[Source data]

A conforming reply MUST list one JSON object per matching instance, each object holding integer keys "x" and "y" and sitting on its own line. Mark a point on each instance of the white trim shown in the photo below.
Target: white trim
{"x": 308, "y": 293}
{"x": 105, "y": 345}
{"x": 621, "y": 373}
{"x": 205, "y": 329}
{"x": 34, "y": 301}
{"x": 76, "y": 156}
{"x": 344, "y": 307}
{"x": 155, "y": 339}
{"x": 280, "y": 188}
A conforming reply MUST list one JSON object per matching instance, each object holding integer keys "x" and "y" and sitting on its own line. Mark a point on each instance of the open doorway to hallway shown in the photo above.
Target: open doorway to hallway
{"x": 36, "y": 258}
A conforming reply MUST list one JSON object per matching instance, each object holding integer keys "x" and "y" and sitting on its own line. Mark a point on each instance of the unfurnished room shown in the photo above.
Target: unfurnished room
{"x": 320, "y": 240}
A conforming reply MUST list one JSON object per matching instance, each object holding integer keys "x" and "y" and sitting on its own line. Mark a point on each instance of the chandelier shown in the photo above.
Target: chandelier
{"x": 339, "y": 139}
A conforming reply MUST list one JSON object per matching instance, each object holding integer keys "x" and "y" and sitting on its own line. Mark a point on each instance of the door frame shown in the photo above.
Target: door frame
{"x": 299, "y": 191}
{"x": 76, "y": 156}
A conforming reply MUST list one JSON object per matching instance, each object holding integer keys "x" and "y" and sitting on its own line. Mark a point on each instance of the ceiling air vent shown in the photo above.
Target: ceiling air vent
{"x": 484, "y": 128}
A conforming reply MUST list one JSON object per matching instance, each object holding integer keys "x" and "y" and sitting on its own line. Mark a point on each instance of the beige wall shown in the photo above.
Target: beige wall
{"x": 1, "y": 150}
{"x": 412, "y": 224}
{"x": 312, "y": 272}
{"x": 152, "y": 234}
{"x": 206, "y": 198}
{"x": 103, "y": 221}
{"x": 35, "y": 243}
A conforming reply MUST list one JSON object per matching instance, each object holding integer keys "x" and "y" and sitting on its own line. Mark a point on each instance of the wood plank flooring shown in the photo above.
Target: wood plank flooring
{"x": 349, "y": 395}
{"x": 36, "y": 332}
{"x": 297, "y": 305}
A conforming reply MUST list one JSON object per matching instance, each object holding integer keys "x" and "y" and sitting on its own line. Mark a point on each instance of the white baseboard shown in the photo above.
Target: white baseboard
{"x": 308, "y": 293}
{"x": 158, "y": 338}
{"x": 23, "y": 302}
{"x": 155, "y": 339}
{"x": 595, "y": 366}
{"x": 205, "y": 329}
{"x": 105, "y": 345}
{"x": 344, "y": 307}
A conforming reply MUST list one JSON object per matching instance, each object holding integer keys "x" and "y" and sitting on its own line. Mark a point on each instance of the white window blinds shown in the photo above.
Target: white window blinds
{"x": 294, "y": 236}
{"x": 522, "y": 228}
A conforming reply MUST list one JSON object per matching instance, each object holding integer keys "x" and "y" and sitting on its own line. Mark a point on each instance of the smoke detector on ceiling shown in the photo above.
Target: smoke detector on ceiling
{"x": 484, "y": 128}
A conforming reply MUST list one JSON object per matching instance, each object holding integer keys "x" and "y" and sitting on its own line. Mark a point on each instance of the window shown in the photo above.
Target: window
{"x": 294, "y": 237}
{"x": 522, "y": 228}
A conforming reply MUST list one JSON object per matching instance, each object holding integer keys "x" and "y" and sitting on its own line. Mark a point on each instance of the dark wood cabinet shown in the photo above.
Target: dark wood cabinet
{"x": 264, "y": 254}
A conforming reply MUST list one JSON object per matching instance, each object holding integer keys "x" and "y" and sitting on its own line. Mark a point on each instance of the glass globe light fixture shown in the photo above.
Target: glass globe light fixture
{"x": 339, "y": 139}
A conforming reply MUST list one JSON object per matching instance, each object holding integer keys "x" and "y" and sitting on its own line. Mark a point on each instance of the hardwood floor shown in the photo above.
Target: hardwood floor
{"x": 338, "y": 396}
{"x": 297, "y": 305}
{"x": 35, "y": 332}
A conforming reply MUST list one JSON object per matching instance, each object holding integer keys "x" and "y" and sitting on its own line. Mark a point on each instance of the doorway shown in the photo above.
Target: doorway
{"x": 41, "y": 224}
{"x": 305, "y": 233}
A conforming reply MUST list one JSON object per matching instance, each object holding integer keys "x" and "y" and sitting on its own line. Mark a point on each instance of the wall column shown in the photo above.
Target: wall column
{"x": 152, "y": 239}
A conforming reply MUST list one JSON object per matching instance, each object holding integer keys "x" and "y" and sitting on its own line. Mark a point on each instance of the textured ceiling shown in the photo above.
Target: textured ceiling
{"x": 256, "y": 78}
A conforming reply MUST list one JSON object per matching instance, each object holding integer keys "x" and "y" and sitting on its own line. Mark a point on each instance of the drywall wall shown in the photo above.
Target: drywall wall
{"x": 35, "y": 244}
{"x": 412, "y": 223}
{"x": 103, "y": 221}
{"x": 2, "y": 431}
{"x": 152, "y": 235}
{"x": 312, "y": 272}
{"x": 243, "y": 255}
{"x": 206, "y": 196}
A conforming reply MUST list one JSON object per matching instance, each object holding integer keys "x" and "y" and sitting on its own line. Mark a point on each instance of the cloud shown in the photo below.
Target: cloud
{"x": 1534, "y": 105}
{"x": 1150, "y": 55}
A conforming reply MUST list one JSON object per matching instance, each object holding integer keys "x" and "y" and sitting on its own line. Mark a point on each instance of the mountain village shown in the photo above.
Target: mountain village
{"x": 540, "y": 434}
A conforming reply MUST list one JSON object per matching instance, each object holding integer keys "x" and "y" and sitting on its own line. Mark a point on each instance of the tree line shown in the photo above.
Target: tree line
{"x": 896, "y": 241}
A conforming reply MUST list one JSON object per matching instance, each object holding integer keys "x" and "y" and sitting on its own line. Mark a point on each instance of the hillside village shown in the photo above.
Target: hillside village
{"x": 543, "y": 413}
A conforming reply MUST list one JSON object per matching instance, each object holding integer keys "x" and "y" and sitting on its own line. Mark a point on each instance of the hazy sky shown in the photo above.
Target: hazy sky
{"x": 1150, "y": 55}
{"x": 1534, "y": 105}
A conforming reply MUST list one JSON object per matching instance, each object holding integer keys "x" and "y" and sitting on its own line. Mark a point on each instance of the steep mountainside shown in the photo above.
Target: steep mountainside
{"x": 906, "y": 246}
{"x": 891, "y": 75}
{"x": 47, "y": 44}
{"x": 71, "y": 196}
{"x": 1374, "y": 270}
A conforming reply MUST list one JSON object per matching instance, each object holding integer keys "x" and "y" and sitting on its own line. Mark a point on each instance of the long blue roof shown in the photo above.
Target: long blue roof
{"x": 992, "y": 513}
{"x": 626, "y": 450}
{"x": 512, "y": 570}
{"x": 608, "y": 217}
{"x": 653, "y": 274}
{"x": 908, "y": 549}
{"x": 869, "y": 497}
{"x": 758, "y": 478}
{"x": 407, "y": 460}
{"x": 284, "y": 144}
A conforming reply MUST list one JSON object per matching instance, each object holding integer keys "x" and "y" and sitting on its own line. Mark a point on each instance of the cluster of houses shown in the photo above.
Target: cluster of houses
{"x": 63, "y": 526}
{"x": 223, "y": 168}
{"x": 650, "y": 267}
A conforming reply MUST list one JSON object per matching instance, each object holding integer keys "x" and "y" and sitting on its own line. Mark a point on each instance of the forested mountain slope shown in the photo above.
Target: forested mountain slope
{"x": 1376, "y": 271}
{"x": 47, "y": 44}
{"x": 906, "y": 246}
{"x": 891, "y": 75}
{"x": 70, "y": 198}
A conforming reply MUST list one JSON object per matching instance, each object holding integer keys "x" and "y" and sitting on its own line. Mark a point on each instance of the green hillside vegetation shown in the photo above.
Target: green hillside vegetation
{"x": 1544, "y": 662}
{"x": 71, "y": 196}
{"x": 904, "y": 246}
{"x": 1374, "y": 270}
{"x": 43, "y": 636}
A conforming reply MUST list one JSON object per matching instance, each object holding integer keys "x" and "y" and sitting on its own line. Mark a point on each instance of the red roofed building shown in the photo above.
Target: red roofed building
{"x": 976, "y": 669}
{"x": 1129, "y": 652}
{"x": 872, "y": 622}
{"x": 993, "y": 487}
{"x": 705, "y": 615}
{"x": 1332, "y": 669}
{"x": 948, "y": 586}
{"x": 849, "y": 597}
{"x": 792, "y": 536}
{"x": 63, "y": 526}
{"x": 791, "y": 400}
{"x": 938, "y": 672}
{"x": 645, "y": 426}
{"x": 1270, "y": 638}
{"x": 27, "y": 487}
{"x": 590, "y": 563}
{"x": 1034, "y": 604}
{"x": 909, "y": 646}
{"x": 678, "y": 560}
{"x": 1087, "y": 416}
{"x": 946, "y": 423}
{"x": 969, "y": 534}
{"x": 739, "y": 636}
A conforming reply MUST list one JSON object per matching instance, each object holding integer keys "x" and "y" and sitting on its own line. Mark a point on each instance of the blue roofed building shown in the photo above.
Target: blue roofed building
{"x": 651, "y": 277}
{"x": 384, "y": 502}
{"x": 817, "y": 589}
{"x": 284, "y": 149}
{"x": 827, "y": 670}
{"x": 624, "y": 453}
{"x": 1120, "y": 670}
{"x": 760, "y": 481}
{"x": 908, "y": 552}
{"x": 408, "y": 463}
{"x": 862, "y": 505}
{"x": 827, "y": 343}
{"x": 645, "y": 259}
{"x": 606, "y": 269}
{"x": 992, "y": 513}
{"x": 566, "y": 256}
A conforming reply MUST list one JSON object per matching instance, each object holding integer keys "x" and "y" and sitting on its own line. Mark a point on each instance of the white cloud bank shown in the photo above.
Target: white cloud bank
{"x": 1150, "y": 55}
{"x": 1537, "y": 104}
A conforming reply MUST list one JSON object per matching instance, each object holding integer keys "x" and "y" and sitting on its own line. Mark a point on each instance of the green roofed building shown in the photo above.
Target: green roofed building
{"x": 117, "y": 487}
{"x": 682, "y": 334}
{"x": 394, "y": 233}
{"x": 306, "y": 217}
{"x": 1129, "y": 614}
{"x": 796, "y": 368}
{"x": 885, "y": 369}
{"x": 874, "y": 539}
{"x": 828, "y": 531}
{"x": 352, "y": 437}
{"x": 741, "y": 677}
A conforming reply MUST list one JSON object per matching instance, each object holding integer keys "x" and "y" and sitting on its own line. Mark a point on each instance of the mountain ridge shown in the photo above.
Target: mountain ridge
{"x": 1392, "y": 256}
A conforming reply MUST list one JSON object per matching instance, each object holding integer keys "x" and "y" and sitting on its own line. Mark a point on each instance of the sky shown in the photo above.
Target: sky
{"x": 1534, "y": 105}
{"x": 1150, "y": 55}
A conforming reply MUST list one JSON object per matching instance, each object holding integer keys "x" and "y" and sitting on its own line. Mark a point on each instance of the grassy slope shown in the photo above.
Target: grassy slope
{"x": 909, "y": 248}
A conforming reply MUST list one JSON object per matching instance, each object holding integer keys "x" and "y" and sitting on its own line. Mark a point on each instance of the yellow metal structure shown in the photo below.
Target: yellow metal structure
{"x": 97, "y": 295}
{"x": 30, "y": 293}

### WORK REQUIRED
Take the entries above and copy them exactly from the first line through the line with "chandelier shown in the photo above."; leave out every line after it.

### RESPONSE TO THE EXERCISE
A conforming reply MUST list one JSON object per matching instance, each object holding integer keys "x" and "y" and sitting on its own line. Mark a point on each instance of the white trim shown in the photo below.
Target: white trim
{"x": 308, "y": 293}
{"x": 105, "y": 345}
{"x": 621, "y": 373}
{"x": 205, "y": 329}
{"x": 34, "y": 301}
{"x": 76, "y": 156}
{"x": 344, "y": 307}
{"x": 155, "y": 339}
{"x": 280, "y": 188}
A conforming reply MUST list one JSON object per matching instance, each object holding integer keys "x" and "y" and sitting on its own line. Mark a point on each instance of the open doorway to hallway shown in the photo above.
Target: open doorway to hallway
{"x": 36, "y": 258}
A conforming reply MUST list one JSON object per matching instance, each object holding integer keys "x" and "y" and sitting on its own line. Mark a point on each instance of the unfurnished room shown in the photo above.
Target: unfurnished room
{"x": 320, "y": 240}
A conforming reply MUST list one JSON object per matching instance, each object holding integer keys "x" and "y" and sitting on its own line. Mark a point on each instance of the chandelier shown in the photo above.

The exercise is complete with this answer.